WORK REQUEST
Give back all the data exactly, line by line.

DATA RECORDS Block Start

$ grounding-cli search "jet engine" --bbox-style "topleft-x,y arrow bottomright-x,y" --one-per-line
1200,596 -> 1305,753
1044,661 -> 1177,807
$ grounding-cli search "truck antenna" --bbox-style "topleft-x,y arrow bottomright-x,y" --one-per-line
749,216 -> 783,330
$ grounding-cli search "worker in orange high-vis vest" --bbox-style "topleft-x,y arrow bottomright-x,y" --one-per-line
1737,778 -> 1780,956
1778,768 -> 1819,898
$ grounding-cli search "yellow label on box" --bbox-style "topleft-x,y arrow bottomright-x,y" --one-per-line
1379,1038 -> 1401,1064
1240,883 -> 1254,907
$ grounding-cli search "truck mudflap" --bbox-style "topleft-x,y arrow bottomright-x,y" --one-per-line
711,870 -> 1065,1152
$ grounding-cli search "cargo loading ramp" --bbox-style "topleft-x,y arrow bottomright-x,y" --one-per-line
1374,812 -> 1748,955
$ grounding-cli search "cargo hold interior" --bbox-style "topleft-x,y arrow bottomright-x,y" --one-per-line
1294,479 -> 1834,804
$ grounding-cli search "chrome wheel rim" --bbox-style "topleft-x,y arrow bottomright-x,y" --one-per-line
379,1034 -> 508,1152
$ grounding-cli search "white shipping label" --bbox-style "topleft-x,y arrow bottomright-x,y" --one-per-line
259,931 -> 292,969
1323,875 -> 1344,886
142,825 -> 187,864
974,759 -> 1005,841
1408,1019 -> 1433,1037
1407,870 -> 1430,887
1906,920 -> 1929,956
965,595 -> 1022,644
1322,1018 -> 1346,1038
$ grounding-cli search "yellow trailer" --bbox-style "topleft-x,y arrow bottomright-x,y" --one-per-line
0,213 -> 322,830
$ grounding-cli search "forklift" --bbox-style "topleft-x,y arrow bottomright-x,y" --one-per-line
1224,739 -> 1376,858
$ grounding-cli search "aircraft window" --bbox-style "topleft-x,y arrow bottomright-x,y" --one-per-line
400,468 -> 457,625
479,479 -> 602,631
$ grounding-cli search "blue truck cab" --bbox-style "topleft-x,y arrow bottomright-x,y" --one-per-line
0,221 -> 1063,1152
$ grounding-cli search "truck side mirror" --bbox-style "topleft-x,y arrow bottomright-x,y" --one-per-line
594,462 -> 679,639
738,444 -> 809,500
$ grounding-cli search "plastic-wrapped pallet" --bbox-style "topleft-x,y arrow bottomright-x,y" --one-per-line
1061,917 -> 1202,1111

DATA RECORDS Block End

RESULT
$ grounding-cli search "jet engine" --bbox-style "topleft-x,y arrow bottomright-x,y" --one-per-line
1200,596 -> 1305,753
1044,661 -> 1177,807
$ grounding-cli search "truck antenna" --bbox-style "topleft-x,y arrow bottomright-x,y" --one-per-line
749,216 -> 783,330
$ grounding-cli search "worker in orange high-vis vest" --bbox-style "topleft-x,y arrow bottomright-x,y" --one-per-line
1737,778 -> 1780,956
1778,768 -> 1819,898
$ grounding-cli search "yellow label on box" --bbox-style "topleft-x,y arrow bottomright-x,y" --one-per-line
1379,1038 -> 1401,1064
1240,883 -> 1254,907
$ grounding-cli search "truck mudflap" --bbox-style "topleft-x,y arrow bottomright-x,y" --one-per-line
711,870 -> 1065,1152
$ grounding-cli search "cargo loading ramp" --bbox-style "topleft-x,y arrow bottomright-x,y" --one-per-line
1374,812 -> 1748,955
$ grounding-cli search "cargo hold interior" --bbox-style "topleft-x,y arrow bottomright-x,y" --one-per-line
1294,479 -> 1834,804
$ grounding-cli search "chrome wheel rim" --bbox-style "topleft-x,y arrow bottomright-x,y" --one-per-line
379,1034 -> 508,1152
$ grounding-cli search "white shipping label" --bbox-style "topleft-x,y arrow bottomright-x,y" --one-per-line
259,931 -> 292,969
1323,875 -> 1344,886
142,825 -> 187,864
974,759 -> 1005,841
1408,1019 -> 1433,1037
1407,870 -> 1430,887
1906,920 -> 1929,956
965,595 -> 1022,644
1322,1018 -> 1346,1038
$ grounding-cli search "yellow trailer" --bbox-style "topleft-x,y arrow bottomright-x,y" --one-per-line
0,213 -> 322,830
$ grounding-cli search "forklift" --bbox-style "topleft-x,y arrow bottomright-x,y" --one-per-line
1224,739 -> 1376,858
$ grounding-cli search "aircraft window" --bbox-style "topleft-x,y arrow bottomright-x,y" --one-per-line
400,468 -> 457,625
479,479 -> 602,631
$ grounding-cli search "blue truck cab" --bbox-style "topleft-x,y arrow bottomright-x,y" --one-per-line
0,221 -> 1063,1152
$ grounding-cli search "truck side mirror" --bbox-style "topleft-x,y arrow bottomright-x,y" --one-per-line
594,462 -> 679,639
738,444 -> 809,500
$ grounding-cli search "plastic-wrapped pallet" --bbox-style "topleft-x,y arrow bottomright-x,y" --one-per-line
1061,917 -> 1202,1111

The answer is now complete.